┌──

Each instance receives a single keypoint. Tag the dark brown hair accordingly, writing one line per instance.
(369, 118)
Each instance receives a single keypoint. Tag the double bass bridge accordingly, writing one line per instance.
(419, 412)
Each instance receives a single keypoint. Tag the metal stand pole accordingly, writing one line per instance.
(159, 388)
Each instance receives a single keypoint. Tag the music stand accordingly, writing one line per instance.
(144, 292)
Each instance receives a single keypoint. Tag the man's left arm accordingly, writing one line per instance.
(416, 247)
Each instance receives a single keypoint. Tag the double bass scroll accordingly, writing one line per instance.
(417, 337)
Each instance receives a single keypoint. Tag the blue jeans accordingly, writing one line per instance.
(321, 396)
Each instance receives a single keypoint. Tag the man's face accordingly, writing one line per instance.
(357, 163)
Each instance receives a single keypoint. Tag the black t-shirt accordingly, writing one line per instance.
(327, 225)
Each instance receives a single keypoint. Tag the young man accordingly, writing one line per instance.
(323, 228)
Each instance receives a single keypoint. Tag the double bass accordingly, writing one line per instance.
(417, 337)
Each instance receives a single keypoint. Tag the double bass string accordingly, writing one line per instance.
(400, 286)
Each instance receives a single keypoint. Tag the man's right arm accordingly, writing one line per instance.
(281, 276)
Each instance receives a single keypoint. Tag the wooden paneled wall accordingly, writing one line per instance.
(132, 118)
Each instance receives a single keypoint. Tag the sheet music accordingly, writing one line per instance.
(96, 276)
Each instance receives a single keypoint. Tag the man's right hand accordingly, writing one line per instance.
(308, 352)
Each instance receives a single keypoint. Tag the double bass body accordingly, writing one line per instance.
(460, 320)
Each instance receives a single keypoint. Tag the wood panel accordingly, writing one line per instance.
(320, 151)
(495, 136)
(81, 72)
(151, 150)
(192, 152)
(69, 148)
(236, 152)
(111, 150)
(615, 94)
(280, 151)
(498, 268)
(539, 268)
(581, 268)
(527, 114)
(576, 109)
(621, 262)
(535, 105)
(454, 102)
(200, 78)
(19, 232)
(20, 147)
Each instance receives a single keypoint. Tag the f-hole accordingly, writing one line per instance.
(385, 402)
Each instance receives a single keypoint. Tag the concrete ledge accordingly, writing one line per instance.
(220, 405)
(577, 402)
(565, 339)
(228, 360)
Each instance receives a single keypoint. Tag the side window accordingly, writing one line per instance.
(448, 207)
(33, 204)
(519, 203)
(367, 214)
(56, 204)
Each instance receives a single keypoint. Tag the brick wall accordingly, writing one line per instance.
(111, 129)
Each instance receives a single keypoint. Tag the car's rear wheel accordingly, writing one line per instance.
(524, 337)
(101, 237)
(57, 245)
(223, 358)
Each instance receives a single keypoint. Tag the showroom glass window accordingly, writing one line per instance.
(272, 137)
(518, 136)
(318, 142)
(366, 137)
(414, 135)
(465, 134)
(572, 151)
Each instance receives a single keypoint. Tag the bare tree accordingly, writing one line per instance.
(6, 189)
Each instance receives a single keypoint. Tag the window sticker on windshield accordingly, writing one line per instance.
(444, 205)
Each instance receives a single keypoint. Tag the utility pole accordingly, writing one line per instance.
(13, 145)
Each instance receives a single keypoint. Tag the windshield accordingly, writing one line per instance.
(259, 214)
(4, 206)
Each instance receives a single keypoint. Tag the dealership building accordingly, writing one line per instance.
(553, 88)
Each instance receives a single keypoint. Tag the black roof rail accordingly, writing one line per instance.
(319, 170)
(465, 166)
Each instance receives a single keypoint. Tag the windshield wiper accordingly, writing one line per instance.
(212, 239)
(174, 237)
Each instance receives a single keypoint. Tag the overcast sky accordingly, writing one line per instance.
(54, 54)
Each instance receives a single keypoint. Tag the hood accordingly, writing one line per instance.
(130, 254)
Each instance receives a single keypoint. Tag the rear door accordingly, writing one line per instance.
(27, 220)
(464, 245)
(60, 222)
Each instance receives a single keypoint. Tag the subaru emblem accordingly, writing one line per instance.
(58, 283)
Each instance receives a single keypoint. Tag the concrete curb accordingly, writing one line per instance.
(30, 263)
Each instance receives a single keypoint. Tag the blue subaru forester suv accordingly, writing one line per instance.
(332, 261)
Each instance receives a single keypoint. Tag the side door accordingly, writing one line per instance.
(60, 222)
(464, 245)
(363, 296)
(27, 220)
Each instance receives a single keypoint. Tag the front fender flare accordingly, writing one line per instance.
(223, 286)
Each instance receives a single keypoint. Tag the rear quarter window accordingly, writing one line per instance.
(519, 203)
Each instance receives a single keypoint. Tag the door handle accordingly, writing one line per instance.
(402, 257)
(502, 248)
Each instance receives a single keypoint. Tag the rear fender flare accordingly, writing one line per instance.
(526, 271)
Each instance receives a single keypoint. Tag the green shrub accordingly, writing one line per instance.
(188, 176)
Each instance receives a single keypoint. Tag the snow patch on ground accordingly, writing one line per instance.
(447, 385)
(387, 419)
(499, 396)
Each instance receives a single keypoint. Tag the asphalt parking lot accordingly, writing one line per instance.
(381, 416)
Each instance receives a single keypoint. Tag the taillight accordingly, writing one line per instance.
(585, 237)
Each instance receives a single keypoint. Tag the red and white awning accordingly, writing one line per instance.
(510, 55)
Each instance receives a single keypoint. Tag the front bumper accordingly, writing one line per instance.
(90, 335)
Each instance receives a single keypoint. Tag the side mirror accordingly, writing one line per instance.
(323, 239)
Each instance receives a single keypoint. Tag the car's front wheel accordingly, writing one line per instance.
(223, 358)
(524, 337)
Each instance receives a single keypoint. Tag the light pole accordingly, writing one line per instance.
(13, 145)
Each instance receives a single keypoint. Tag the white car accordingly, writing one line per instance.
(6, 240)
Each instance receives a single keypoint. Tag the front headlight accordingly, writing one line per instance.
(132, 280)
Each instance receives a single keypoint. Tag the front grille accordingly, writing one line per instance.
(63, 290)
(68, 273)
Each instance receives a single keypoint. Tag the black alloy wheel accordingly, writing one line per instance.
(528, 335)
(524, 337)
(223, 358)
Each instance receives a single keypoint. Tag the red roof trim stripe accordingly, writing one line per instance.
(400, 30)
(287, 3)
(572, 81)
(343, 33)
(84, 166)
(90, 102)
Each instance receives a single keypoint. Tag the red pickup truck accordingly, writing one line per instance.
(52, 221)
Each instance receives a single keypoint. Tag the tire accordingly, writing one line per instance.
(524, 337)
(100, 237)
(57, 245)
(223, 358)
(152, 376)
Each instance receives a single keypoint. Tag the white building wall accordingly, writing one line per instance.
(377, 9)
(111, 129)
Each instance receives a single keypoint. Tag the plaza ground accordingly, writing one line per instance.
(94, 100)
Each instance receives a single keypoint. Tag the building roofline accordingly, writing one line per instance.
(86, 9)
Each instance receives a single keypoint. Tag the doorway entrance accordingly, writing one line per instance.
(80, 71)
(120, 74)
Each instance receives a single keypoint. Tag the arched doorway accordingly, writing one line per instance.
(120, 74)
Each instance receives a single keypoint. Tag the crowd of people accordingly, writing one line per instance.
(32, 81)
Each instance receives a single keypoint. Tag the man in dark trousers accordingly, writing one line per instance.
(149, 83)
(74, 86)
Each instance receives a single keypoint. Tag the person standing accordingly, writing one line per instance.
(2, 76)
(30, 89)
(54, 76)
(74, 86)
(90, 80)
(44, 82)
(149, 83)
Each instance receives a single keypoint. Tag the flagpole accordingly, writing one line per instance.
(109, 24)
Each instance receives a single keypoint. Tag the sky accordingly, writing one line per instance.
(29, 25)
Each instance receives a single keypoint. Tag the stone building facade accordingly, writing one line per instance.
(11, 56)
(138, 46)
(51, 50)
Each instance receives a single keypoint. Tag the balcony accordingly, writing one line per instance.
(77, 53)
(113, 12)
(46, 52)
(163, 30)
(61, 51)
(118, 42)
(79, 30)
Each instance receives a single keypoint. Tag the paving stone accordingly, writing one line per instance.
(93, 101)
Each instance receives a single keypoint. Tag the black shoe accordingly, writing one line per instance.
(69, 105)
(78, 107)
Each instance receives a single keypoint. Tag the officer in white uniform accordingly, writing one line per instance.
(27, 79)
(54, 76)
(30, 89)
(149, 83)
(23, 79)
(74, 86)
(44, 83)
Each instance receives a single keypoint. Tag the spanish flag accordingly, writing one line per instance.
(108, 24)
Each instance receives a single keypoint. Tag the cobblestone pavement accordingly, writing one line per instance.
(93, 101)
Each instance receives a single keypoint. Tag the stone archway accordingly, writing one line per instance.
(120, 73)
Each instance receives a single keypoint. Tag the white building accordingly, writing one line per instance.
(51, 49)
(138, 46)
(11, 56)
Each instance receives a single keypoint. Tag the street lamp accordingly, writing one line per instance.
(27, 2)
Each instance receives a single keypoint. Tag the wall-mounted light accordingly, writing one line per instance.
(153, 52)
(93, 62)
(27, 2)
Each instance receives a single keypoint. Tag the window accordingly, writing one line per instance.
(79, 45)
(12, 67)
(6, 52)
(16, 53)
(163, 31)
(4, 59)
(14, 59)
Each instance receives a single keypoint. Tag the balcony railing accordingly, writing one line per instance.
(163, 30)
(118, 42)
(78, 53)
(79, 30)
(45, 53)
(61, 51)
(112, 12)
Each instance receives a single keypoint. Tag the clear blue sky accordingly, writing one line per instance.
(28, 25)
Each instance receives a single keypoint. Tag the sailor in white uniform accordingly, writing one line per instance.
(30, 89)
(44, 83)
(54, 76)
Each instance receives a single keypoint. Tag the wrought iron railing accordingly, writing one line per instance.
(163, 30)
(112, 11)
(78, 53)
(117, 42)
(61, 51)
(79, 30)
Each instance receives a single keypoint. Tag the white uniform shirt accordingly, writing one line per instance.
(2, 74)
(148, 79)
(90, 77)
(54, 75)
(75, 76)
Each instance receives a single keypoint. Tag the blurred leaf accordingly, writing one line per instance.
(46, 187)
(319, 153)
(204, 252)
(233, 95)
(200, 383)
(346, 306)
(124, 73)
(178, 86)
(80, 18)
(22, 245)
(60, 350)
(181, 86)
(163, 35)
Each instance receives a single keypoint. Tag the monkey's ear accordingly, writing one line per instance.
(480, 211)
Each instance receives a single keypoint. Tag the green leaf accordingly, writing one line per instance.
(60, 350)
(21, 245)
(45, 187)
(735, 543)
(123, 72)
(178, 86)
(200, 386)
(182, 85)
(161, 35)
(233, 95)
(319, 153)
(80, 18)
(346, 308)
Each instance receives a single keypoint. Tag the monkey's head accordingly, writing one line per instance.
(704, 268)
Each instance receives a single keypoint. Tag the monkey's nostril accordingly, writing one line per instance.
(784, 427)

└──

- TASK DESCRIPTION: Every line from the one containing "Each instance receives a single keypoint. Tag the white uniform" through the end of the data must be repeated exactly, and no other line.

- RESULT BELOW:
Each instance receives a single keypoint. Tag the white uniform shirt accordingly, writing one line per instance.
(2, 74)
(148, 79)
(90, 77)
(54, 75)
(75, 76)
Each instance receives a single keypoint. Tag the blurred leaf accordingly, writing one line per instance.
(46, 187)
(319, 153)
(204, 252)
(233, 95)
(200, 383)
(346, 306)
(124, 73)
(178, 86)
(80, 18)
(22, 245)
(60, 350)
(181, 86)
(163, 35)
Each instance receives a single keypoint. Tag the monkey's ear accordingly, writing one line per instance.
(480, 211)
Each instance receives a single keypoint. Tag the green leaf accordingly, writing one line per instance.
(60, 350)
(21, 245)
(45, 187)
(735, 543)
(123, 72)
(178, 86)
(200, 386)
(182, 85)
(161, 35)
(233, 95)
(319, 153)
(80, 18)
(346, 308)
Each instance receives a single keypoint. Tag the monkey's head accordingly, writing one line per instance.
(704, 268)
Each instance receives a single keypoint. Tag the monkey's nostril accordingly, writing one line per instance.
(784, 427)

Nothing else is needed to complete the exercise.